**EXERCISE TASK 1**
Print every line of the saved entries below word for word, leaving out the pictures.

**EXTRACT TO READ**
## START
See -- to me, that's a bad habit. You're not being aware of where you are and what's going on. This is coming out harsher than I intend, and I'm being lazy about finding a better way to say it, so bear with me, please.

You've developed a habit of bowing as you enter places because you bow into the training floor. That's great; it's a physical, cognitive reminder of where you are. I liken it to blessing myself with holy water as I enter the church. That's great -- and makes sense that way. It's a break from the everyday world. But, then you carry it with you into other places... so what other unthinking training floor practices might you bring to the regular world? Will you bow to someone who's about to hit you? Hand your attacker's weapon back to them after you disarm them? I try to teach my students to be aware of and act according to the environment, and not carry habits that are appropriate to one into another.

It's funny; we see this about martial arts a lot and try to argue that it's not odd, but not too many other activities. What would say if you had a coworker who was an avid actor who literally took a bow after every speech or presentation? Or someone big into the SCA/Renaissance re-enacting who began to speak in Elizabethan all the time? When I was a kid, we went to an historic site, and they had people in costume there who stayed in character. I remember one who was amazed by the silver goose flying overhead (a jet), and pretended never to have heard of cars or tv... (Yeah, being typical 10 to 14 year olds, we tried really hard to get him out of character!) What would his family have thought if he came home and tried to put wood in the pot tray under the oven to heat it?
## END
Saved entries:
## START
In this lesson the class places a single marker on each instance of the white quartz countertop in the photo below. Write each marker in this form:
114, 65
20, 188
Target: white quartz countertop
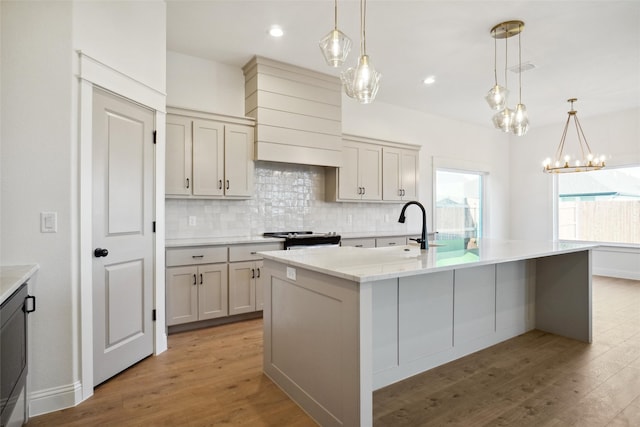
12, 276
371, 264
213, 241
## END
**EXERCISE TASK 2**
Answer these about the text on bowing habits:
(a) What does the writer compare bowing onto the training floor to?
(b) What was the "silver goose" the costumed person at the historic site pretended to be amazed by?
(c) What habit does the text imagine for someone big into SCA/Renaissance re-enacting?

**WRITTEN SOLUTION 1**
In this lesson the class places a single marker on each instance of the white quartz countertop in the photo below. Write each marker in this form:
114, 65
20, 188
Target: white quartz countertop
12, 276
371, 264
213, 241

**WRITTEN SOLUTION 2**
(a) Blessing oneself with holy water when entering the church.
(b) A jet.
(c) Speaking in Elizabethan all the time.